● TEXT SEGMENT:
The ‘Innovation Jam’ it’s engaging and exciting session that became the stand out favorite at ISES 2015.
But what is it? It’s a session where students decide what goes. They use it as a tool to facilitate discussion, spawn new ideas and learn more about important topics. Delegates were encouraged to pitch business models, technologies and ideas to their peers, to generate in-depth conversations and spark new ideas on energy. The first 25 delegates with ideas, each chaired a table in the room, where they acted as facilitators of their discussion topic. Other students were free to move between topics, contributing thoughts, asking questions and contributing to ideas.
This session was unique from others at the conference because conversation was generated, shaped and dictated by the delegates themselves. The concept was simple, 600 people, 25 ideas and 2 hours. Ideas ranged from the use of cactus as an alternate biofuel, to the impact of militarism on climate change. In addition, Student Energy chaired two topics, the development of a university-level chapters program and the role of Student Energy should change in the upcoming United Nations Climate Change Conference of the Parties (COP21). Both of these were amongst the most popular topics discussed and generated interesting and innovative dialogue.
Even though most delegates wanted to keep brainstorming all night, the discussions ended after two hours when all groups were invited to present the key points raised in their conversations. The ideas, business models and technologies presented were truly inspiring. Students from all around the world collaborated to form unique ideas, thought processes, and solutions to current energy crises. One group presented the use of the vibrational power of the Piezo crystal as a sustainable medical device embedded between the heart and ribs. Another group marketed a phone case that harnessed solar energy to directly charge the phone, with no cords or adapters required. The phone case would be responsive to both natural and artificial light, to appeal to those who spend their days inside or outside. They had even approximated a price of approximately $150 USD for their new product. Others discussed the hybridization of existing technology to maximize sustainable output. When obstacles or barriers were reached within each working group, delegates were not hesitant to reach out to other students, often standing up at the mic again to make a call for anyone with the needed expertise or background.
Even some of our panelists got in on the excitement acting as consultants for some of the more technical ideas.
As the session neared a close, the room continued to buzz with excited chatter about energy. Delegates were absorbed in discussion, enthusiastic to continue developing their ideas with fellow students. The innovation jam truly captured the theme of the conference, connecting the unconnected. On day one of the conference, the delegates were strangers to one another; they were unconnected. Now, delegates are discussing, planning and creating change together, marking an important transition in our energy future.

● WORK TO BE COMPLETED: Summarize the Innovation Jam text in two sentences.

● ENTRIES SUPPLIED:
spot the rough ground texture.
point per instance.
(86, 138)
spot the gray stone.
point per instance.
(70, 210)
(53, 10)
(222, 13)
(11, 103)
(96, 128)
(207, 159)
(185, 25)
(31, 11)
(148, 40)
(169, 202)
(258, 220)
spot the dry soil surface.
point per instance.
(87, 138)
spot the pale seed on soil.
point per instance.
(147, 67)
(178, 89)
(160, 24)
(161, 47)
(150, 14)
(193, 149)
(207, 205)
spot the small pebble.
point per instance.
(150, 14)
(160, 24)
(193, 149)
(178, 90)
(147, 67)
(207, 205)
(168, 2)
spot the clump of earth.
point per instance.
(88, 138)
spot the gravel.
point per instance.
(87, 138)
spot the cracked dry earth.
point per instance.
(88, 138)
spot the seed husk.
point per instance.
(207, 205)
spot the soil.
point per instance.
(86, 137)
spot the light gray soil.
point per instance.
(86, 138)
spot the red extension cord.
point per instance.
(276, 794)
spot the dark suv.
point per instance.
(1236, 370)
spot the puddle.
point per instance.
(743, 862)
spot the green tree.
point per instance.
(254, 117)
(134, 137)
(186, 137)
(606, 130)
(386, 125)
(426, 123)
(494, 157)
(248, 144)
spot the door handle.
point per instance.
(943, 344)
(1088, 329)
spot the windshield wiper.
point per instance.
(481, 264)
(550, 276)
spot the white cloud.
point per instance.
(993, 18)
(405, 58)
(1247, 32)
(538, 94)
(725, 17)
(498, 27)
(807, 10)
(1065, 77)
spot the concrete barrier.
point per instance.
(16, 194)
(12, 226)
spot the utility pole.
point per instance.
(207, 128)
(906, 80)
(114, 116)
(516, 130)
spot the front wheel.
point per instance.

* * *

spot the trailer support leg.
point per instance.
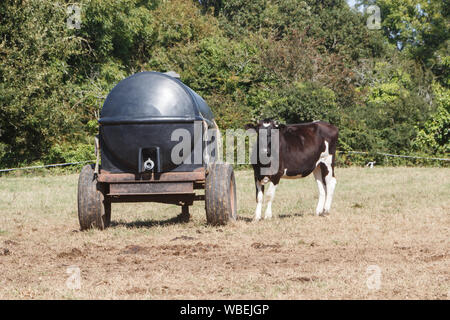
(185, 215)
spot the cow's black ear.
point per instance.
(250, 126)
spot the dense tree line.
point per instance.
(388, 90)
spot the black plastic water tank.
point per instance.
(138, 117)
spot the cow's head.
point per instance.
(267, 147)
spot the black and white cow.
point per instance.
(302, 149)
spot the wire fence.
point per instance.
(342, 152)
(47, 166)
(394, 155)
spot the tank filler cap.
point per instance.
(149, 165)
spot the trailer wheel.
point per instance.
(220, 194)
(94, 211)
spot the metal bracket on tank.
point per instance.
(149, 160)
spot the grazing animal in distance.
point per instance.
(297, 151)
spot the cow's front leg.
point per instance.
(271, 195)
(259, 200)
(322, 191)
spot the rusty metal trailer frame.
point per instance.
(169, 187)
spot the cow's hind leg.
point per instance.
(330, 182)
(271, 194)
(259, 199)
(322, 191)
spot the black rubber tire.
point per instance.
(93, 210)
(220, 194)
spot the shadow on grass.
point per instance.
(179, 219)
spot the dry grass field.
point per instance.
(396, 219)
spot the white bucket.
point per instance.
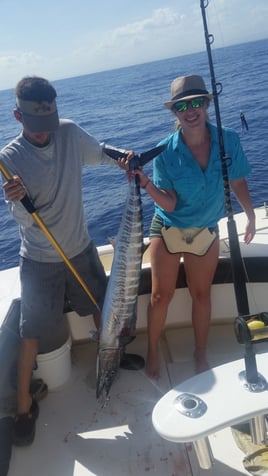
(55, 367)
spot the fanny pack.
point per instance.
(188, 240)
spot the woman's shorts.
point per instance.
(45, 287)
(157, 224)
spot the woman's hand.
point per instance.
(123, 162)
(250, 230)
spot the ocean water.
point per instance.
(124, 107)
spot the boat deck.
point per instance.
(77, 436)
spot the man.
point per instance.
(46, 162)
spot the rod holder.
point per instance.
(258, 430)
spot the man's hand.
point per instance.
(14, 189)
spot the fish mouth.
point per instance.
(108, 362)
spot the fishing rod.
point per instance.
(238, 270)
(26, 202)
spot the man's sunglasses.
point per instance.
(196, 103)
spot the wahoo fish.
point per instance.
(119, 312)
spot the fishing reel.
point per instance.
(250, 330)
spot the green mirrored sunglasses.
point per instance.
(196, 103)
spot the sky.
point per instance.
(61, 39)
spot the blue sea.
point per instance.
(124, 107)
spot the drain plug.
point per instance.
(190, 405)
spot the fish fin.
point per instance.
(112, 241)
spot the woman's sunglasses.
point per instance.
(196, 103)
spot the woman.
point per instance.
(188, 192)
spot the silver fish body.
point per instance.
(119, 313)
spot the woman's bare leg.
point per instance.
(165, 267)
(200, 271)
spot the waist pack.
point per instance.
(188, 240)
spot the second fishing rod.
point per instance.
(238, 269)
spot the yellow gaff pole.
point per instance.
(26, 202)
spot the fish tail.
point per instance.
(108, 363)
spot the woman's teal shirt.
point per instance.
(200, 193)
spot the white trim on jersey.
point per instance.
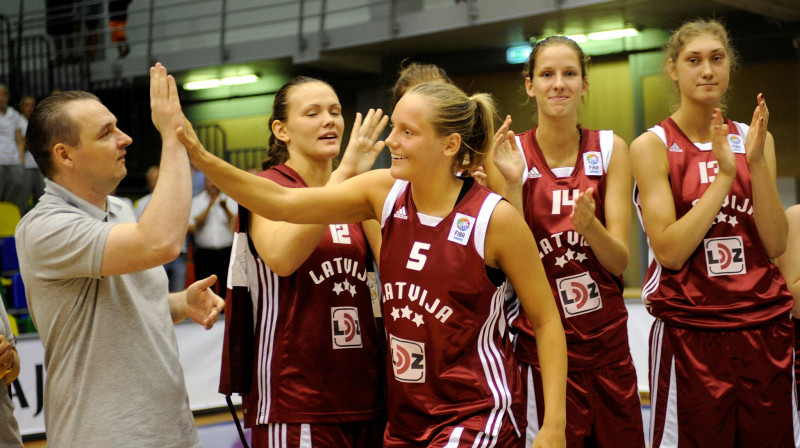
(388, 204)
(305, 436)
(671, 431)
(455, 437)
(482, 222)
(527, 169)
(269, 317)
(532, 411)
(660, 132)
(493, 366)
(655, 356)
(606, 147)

==

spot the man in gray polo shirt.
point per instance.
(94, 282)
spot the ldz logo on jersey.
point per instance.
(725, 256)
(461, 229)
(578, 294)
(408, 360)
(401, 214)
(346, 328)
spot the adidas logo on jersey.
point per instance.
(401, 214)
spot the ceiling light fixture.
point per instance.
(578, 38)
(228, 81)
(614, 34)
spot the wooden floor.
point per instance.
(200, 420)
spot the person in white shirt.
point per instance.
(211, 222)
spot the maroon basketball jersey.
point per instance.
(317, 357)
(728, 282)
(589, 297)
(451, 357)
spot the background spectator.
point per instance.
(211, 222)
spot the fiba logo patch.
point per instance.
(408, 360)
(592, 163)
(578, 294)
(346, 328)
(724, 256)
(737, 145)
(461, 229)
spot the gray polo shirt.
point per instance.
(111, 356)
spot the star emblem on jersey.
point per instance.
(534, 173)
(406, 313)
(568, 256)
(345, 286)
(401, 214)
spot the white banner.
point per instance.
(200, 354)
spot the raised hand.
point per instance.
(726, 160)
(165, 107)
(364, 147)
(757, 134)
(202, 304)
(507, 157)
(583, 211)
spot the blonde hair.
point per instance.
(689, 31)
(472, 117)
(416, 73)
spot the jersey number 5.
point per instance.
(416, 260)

● SOLUTION TO THE EXERCISE: The Innovation Jam, the standout favorite session at ISES 2015, brought together 600 people, 25 ideas and 2 hours. In it, the first 25 delegates with ideas each chaired a table while other students moved between topics, and at the end groups presented their key points, such as a Piezo crystal medical device and a solar-charging phone case, in a session that captured the conference theme of connecting the unconnected.